■ Stated task
Render the data as a Markdown table with columns Row and Text, from the line containing "out the navy" through the end of the data, both ends included and blank lines omitted.

───── Data extract

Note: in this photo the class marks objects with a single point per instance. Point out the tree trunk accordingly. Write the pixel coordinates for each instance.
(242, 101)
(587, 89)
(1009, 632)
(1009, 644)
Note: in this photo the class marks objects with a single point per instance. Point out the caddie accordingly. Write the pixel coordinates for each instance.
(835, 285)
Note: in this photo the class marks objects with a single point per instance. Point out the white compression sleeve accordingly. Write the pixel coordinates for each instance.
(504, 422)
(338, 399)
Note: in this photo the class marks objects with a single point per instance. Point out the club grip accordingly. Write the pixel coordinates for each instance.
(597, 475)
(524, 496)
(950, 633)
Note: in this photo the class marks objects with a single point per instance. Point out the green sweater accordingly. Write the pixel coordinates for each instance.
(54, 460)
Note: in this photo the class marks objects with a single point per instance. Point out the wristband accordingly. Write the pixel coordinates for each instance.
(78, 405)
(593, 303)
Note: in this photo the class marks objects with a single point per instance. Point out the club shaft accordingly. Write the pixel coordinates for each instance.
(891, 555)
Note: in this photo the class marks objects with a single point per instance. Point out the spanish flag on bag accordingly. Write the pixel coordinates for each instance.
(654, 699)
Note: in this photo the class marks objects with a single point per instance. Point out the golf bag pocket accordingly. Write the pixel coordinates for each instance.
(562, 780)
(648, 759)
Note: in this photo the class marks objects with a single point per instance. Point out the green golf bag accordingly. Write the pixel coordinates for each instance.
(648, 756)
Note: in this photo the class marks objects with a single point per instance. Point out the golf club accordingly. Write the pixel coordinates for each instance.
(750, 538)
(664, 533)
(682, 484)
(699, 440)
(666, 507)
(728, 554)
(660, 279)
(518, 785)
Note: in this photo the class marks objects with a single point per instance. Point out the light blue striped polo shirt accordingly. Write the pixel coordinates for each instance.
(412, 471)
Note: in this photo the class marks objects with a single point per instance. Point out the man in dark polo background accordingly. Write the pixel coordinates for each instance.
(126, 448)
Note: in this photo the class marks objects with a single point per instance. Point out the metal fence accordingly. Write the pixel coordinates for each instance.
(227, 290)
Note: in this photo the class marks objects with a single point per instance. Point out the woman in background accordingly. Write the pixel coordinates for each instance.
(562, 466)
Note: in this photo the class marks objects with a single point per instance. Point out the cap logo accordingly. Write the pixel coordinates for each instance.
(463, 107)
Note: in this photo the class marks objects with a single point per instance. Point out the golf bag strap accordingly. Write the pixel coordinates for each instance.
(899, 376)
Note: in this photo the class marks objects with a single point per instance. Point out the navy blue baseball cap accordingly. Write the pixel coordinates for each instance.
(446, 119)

──────────

■ Worked solution
| Row | Text |
|---|---|
| 1 | Note: in this photo the class marks objects with a single point per instance. Point out the navy blue baseball cap accordingly. Write the pixel coordinates for each instance. |
| 2 | (446, 119) |